Acclaimed filmmaker and playwright Neil LaBute has one of the most unique voices in American Cinema. After a decade-long slump where he morphed into a director for hire of ridiculous Hollywood misfires (“Lakeview Terrace” and the abysmal remake of “The Wicker Man”) and many television shows, a return to form can be seen with his new erotic thriller “Out of the Blue”.

LaBute’s best works (“In the Company of Men”, “Your Friends and Neighbors”, & “The Shape of Things”) are sharply directed with sparse staging and dialogue so incisive and viciously scathing that the audience is left with bruised emotions.

“Out of the Blue” finds LaBute mostly successful in recapturing what makes him so unique.

In the small New England town of Twin Oaks, we find Connor (Ray Nicholson), a man who has recently been released from prison after doing three years for an assault charge. Now working as a librarian, he meets beautiful trophy wife Marilyn (Diane Kruger), a woman he learns is in an abusive marriage.

Both Connor and Marilyn are troubled souls, making their connection instant and strong as their flirtations soon become sexual liaisons.

Ray Nicholson (son of Jack) and Diane Kruger are excellent as the two leads. The actors find the right emotional and erotic balance as their dialogues together flow naturally while their many sex scenes are lustful and alive. There is a freeness found in the film’s sexuality and the actors fully commit.

It is important to see the sexual desires and actions of adults played out realistically. Thanks to a puritanically possessed America and a shy Hollywood system, it has been some time since an erotic film had actual eroticism held within.

As LaBute crafts his film as an homage to James M. Cain’s “The Postman Always Rings Twice” (the screenplay names the town after the diner/service station in Cain’s story), his uncanny ability to write realistically complicated sexual relationships between flawed people keeps the picture constantly involving.

Even Hank Azaria (as Connor’s parole officer) is this film’s Edward G. Robinson, and his superb performance is one of the pleasures of the piece. Azaria is vulgar and tough yet shows honest compassion for his client.

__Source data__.
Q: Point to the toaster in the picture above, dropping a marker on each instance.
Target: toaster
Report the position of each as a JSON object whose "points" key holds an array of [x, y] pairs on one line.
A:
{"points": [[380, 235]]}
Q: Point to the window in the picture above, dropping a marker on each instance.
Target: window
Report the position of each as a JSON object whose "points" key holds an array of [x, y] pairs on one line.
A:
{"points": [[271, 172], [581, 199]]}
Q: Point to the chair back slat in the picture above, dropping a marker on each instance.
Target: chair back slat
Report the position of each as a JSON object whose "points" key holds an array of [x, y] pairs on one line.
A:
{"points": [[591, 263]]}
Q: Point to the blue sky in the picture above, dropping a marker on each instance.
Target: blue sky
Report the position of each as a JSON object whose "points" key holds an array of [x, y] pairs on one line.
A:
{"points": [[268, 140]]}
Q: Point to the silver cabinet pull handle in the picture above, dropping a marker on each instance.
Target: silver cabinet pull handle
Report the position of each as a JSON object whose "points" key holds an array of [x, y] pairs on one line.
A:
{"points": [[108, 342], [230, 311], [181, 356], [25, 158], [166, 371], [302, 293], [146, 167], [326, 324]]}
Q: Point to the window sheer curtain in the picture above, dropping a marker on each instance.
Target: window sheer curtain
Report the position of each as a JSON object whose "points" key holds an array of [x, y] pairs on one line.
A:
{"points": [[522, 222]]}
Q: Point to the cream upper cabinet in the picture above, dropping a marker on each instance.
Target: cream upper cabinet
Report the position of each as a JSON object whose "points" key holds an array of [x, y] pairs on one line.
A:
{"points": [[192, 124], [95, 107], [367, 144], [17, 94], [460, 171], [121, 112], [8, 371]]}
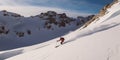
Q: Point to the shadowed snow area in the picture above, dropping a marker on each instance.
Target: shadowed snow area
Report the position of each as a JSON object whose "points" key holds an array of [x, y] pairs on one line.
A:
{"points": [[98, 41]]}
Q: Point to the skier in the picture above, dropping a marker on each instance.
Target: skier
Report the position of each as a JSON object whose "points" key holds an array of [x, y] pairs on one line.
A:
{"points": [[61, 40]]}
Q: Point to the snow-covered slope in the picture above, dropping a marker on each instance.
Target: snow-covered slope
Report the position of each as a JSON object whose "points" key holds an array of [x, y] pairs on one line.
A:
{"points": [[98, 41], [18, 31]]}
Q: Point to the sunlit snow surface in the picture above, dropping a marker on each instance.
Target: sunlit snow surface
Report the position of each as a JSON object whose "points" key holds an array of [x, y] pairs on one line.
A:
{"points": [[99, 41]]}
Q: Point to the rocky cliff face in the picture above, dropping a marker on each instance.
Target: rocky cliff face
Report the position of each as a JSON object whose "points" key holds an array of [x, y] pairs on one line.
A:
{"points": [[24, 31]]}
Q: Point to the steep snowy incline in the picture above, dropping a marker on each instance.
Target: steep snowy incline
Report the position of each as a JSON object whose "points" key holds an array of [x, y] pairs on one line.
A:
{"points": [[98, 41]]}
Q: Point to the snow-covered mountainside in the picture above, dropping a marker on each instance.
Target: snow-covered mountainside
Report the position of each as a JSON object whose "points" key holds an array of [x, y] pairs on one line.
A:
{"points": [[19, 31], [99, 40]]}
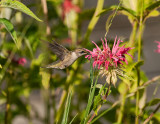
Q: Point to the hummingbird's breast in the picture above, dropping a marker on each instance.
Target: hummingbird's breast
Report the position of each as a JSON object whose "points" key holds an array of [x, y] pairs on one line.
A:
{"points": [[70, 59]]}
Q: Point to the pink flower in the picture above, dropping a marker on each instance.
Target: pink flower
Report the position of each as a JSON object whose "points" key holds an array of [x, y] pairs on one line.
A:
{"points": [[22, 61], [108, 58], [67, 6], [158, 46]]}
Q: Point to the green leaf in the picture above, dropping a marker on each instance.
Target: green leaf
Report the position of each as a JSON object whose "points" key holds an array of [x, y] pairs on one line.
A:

__Problem details__. Could you retype the film review word for word, starting with "Ray Nicholson (son" and going on through "actors fully commit."?

__Finished task__.
Ray Nicholson (son of Jack) and Diane Kruger are excellent as the two leads. The actors find the right emotional and erotic balance as their dialogues together flow naturally while their many sex scenes are lustful and alive. There is a freeness found in the film’s sexuality and the actors fully commit.